-- WORK INSTRUCTION --
Exactly the lines from the first line of the listing through the line containing "point_to annotates the trellis" should appear in the output, unchanged.

-- EXERCISE MATERIAL --
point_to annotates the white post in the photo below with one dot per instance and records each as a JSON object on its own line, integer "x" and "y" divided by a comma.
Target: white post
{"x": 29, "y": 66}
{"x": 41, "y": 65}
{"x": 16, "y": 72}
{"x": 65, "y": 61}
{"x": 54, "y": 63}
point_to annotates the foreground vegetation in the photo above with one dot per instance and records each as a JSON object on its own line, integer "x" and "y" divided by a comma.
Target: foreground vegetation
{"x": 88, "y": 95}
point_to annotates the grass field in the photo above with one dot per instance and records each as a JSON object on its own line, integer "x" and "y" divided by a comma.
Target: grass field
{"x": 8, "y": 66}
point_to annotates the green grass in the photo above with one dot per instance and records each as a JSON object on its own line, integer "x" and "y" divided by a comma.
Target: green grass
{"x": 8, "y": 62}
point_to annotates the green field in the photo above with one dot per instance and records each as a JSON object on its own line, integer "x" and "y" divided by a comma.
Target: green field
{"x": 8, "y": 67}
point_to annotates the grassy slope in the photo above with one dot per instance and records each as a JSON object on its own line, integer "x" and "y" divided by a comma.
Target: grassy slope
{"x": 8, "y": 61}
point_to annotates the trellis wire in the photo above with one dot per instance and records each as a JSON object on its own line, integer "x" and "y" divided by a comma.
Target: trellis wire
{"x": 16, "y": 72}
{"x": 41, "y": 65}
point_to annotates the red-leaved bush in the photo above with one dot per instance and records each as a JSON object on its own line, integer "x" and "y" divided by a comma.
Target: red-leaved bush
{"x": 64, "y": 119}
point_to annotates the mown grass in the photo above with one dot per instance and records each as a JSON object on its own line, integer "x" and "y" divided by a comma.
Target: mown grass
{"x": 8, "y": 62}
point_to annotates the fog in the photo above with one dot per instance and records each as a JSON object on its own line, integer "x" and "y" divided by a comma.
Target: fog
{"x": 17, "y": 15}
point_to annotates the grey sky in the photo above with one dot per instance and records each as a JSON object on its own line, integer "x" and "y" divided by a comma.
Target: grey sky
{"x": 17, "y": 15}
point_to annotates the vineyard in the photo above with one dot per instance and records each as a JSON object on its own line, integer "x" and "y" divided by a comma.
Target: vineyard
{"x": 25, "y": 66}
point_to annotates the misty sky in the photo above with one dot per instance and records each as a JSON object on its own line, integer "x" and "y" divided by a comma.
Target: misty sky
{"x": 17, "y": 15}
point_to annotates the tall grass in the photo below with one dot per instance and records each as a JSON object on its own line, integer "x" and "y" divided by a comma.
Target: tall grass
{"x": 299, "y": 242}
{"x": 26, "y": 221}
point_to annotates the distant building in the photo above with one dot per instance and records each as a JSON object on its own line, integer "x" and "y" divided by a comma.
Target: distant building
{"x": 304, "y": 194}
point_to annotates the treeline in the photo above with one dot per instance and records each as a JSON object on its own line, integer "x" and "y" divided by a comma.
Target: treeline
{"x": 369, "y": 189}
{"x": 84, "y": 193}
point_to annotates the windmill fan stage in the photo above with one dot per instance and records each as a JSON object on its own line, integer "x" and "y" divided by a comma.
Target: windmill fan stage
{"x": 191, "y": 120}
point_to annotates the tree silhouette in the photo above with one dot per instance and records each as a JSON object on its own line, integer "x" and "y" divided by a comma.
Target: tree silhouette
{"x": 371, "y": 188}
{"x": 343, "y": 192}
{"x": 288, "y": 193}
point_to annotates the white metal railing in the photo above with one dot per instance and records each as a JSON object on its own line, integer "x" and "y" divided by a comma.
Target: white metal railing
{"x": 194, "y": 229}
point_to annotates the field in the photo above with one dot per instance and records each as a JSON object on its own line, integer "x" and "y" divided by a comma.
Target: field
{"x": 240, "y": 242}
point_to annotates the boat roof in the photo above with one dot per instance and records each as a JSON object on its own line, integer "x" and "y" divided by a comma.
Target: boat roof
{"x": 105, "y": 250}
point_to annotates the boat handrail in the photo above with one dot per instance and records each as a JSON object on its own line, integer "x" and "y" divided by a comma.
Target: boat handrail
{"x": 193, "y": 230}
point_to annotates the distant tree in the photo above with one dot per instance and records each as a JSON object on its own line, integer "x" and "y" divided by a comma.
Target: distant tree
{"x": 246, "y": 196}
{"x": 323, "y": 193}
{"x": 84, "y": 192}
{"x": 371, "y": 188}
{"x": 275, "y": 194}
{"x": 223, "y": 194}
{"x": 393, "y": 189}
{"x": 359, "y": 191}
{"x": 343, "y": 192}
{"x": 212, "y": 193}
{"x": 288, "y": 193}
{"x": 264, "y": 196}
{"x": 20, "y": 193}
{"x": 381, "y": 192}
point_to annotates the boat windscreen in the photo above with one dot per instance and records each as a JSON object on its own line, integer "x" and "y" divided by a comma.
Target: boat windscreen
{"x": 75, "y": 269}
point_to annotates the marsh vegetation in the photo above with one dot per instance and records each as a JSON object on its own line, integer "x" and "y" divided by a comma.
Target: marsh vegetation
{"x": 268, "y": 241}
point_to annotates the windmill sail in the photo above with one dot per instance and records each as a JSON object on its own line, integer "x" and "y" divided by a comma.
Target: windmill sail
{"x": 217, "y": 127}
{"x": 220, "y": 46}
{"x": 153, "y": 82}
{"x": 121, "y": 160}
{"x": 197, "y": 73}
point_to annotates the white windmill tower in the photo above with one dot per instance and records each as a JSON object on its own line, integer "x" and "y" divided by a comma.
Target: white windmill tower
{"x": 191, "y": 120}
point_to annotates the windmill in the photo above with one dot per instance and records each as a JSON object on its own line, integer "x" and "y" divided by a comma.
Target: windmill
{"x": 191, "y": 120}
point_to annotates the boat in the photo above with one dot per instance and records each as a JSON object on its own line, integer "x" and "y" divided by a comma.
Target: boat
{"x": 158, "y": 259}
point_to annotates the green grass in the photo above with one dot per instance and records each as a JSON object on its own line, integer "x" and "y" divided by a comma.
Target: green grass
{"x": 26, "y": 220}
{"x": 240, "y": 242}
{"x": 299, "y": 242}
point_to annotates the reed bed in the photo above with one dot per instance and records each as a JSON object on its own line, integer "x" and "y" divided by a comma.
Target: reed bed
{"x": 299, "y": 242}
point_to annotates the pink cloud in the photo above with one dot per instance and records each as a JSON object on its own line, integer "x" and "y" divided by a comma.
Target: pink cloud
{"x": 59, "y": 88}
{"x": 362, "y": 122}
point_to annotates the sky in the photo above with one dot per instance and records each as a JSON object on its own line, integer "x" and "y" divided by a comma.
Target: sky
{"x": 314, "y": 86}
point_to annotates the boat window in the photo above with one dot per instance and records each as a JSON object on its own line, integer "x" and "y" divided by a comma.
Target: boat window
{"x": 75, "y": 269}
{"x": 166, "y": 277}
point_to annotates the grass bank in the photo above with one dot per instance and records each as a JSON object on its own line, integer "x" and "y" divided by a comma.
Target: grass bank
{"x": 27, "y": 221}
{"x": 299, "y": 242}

-- ANSWER TO THE EXERCISE --
point_to annotates the white post in the photo below with one dot per instance and records each as a JSON object on its own line, integer "x" and "y" divided by a comma.
Target: white post
{"x": 29, "y": 66}
{"x": 41, "y": 65}
{"x": 16, "y": 72}
{"x": 65, "y": 61}
{"x": 54, "y": 63}
point_to annotates the foreground vegetation in the photo above with one dot per instance and records each as a JSON object on its own line, integer "x" and "y" divided by a comma.
Target: foreground vegetation
{"x": 88, "y": 95}
point_to annotates the grass field in the photo above with one dot per instance and records each as a JSON object on its own line, integer "x" and "y" divided by a comma.
Target: grass field
{"x": 8, "y": 66}
point_to annotates the green grass in the photo above with one dot per instance and records each as a JSON object on its own line, integer "x" and "y" divided by a comma.
Target: green grass
{"x": 8, "y": 62}
point_to annotates the green field in the photo above with one dot per instance and records each as a JSON object on its own line, integer "x" and "y" divided by a comma.
Target: green field
{"x": 8, "y": 67}
point_to annotates the grassy slope in the photo above with one dot per instance and records each as a JSON object on its own line, integer "x" and "y" divided by a comma.
Target: grassy slope
{"x": 8, "y": 61}
point_to annotates the trellis wire in the photo above with one dot per instance and records each as a JSON object on its own line, integer "x" and "y" divided by a comma.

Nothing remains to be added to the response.